Segment Open

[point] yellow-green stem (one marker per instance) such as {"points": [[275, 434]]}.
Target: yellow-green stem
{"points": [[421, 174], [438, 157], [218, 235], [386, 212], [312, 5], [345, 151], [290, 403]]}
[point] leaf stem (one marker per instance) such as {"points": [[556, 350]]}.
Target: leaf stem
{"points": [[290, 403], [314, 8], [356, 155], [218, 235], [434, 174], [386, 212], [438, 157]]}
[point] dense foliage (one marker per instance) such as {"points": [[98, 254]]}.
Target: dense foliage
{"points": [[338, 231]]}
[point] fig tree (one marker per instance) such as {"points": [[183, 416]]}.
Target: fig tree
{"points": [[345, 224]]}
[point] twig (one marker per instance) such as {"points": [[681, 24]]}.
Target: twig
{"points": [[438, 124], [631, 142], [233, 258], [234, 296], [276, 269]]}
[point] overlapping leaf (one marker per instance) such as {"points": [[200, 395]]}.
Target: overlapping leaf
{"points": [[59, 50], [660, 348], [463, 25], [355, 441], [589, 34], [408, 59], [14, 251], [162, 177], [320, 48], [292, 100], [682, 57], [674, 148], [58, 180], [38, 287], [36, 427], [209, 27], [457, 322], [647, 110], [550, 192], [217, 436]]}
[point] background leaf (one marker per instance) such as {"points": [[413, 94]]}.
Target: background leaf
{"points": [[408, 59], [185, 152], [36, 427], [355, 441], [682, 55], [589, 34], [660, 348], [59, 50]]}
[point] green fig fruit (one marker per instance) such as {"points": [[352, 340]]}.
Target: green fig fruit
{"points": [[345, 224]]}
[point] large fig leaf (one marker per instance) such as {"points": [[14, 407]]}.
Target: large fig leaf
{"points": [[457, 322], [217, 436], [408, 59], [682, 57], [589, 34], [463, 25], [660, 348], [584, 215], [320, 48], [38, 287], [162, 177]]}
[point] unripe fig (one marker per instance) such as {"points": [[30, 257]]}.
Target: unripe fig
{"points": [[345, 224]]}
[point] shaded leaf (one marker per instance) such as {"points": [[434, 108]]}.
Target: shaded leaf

Segment Closed

Identify the lines in the records above that contain the word "shaded", then state how many there are and nothing more.

* EXERCISE SOLUTION: 2